TASK DETAILS:
Give again the data below, from the line with "Tag every instance of the blurred brown" up to and including the final line, switching "hand" to "palm" and leaving everything else unchanged.

## START SUPPLIED INFORMATION

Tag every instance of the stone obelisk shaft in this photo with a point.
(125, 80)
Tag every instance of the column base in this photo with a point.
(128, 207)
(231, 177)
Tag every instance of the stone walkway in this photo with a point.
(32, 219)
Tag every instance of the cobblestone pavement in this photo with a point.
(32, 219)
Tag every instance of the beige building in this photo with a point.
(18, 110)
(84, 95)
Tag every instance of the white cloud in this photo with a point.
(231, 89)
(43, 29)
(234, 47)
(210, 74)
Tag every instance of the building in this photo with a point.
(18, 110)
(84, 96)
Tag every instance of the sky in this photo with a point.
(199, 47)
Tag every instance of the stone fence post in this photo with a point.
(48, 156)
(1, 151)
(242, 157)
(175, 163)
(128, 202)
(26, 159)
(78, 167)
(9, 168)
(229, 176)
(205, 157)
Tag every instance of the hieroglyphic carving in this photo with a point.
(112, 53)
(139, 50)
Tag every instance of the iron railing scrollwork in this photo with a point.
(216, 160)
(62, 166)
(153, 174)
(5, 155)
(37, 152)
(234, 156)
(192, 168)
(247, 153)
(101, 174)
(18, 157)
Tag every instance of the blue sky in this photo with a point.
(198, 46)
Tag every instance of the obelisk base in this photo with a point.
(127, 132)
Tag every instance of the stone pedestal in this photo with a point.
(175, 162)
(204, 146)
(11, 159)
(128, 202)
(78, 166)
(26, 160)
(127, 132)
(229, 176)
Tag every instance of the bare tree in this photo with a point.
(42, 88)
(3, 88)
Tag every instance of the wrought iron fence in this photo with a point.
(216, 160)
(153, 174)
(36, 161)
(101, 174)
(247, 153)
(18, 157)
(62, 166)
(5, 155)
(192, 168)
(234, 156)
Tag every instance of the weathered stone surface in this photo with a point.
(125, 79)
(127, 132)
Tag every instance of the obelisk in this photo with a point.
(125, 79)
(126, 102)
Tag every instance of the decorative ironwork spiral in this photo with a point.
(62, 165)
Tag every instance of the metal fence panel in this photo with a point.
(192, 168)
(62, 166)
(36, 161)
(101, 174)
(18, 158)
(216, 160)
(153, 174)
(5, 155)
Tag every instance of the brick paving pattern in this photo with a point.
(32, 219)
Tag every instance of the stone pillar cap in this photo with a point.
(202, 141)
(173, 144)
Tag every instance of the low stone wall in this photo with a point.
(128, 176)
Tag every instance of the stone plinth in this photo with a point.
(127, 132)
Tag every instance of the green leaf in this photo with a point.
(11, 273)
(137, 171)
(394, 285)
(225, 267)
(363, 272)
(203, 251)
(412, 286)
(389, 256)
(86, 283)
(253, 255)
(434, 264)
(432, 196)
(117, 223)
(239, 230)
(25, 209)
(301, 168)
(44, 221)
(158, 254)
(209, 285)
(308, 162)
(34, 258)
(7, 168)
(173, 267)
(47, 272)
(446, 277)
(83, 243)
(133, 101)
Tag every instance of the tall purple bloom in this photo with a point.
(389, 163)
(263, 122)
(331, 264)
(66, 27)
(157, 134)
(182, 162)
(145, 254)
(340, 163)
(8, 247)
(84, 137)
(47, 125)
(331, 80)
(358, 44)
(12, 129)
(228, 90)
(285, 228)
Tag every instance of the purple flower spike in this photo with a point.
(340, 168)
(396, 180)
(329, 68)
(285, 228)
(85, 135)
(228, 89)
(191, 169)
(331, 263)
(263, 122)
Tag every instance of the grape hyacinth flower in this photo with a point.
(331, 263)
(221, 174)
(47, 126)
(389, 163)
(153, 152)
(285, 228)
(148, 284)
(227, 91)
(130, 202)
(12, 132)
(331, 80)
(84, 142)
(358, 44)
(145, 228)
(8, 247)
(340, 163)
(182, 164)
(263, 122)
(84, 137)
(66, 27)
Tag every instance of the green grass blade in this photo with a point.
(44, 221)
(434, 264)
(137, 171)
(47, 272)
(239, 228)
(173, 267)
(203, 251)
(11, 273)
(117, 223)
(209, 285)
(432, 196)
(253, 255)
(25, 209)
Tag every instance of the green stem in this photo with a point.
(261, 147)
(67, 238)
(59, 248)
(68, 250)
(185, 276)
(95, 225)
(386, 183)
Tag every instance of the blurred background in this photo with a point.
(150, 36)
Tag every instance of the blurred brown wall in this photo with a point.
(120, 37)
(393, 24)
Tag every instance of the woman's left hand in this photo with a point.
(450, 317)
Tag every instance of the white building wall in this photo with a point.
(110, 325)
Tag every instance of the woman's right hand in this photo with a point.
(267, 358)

## END SUPPLIED INFORMATION

EXERCISE RESULT:
Tag every instance of the blurred brown wall in this photo with a point.
(120, 37)
(393, 24)
Tag every instance of the woman's left palm in this photo with a point.
(450, 317)
Tag every instance of the white building wall in this photo with a point.
(110, 325)
Tag every instance of the woman's right palm in this photo with a point.
(267, 358)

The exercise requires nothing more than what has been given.